### Goal of the exercise
Copy the records below word for word, leaving out the pictures.

== == ==

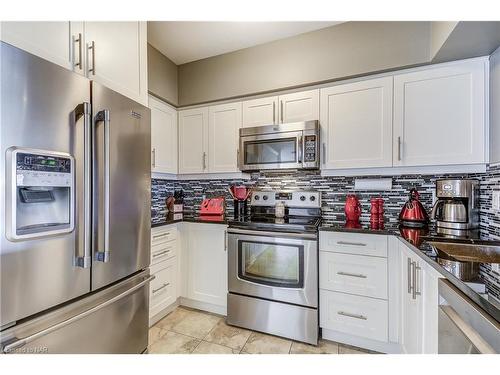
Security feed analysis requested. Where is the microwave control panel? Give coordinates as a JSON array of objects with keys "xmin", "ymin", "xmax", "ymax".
[{"xmin": 304, "ymin": 135, "xmax": 317, "ymax": 163}]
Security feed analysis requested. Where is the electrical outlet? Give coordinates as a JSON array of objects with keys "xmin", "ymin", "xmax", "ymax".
[{"xmin": 492, "ymin": 190, "xmax": 500, "ymax": 211}]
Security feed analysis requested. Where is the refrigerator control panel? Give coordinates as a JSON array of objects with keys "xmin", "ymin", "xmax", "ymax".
[
  {"xmin": 16, "ymin": 152, "xmax": 73, "ymax": 187},
  {"xmin": 5, "ymin": 147, "xmax": 76, "ymax": 241}
]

== == ==

### Final result
Security feed analysis requested. Where is the microwave control panel? Give coordinates as a JSON array of objects with keys "xmin", "ymin", "xmax", "ymax".
[{"xmin": 304, "ymin": 135, "xmax": 317, "ymax": 163}]
Security feed analysis requested. Where is the electrical outlet? Give coordinates as a JSON array of objects with keys "xmin", "ymin", "xmax", "ymax".
[{"xmin": 492, "ymin": 190, "xmax": 500, "ymax": 211}]
Security feed analysis requested. Where is the refrigerator control panel? Give coordinates as a JSON array of objects with keys "xmin", "ymin", "xmax", "ymax".
[
  {"xmin": 16, "ymin": 152, "xmax": 73, "ymax": 187},
  {"xmin": 5, "ymin": 147, "xmax": 76, "ymax": 241}
]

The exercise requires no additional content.